## Materials provided

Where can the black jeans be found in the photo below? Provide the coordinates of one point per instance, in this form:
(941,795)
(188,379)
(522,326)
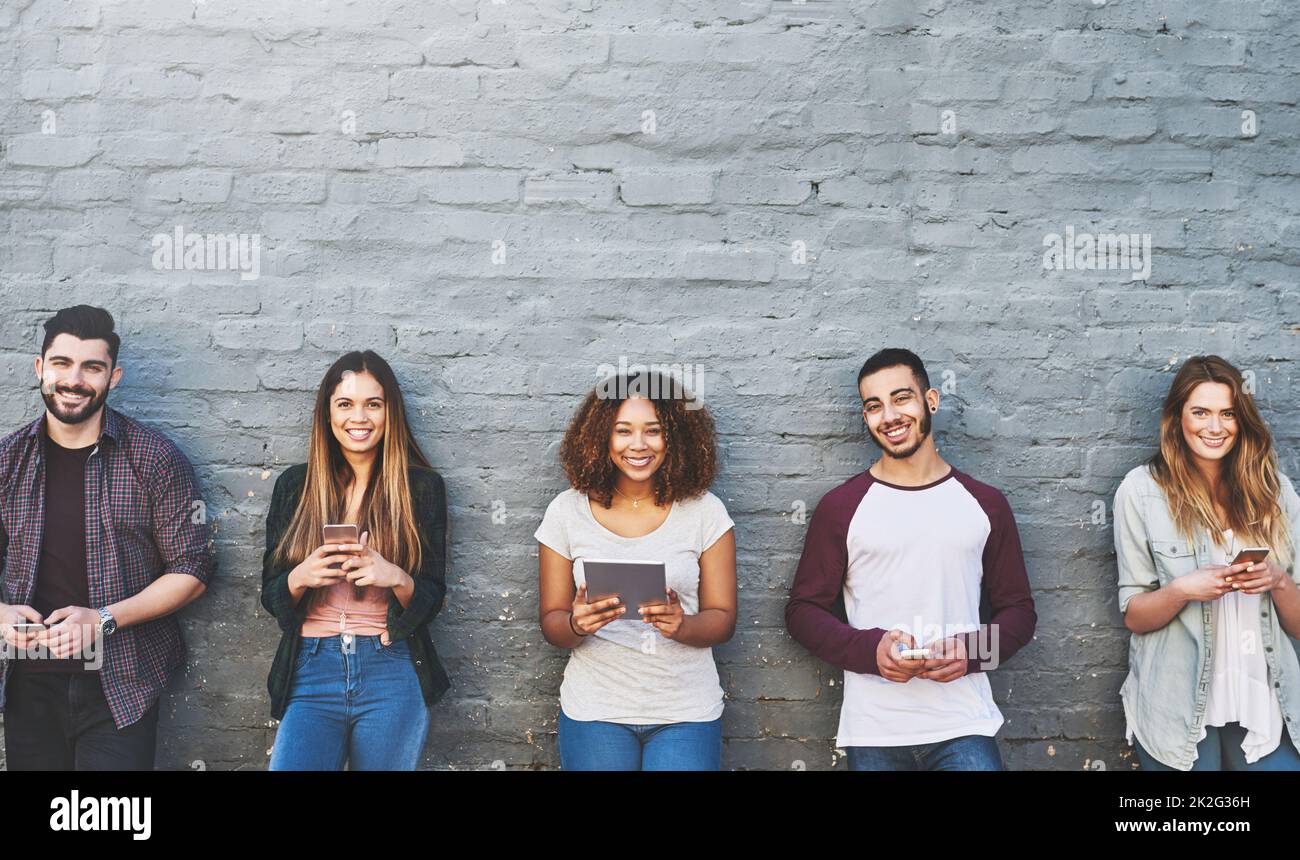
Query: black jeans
(60,721)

## What the exercise asks
Give back the whole listing as it stands, minus its pictures.

## Result for this task
Where can the black jeans be found in the photo below? Provide the coordinates of one point per instance, in this form:
(941,795)
(188,379)
(522,326)
Query: black jeans
(60,721)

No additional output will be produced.